== Source data ==

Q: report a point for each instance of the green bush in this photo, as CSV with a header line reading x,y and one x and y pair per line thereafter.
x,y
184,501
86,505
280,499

===

> **Description of the task**
What is needed is a word-for-word copy of all the entries.

> **Output for this exercise**
Q: report a point for each instance of the green bush in this photo, as CSV with a header line reading x,y and one x and y pair per line thereafter.
x,y
184,501
86,505
280,499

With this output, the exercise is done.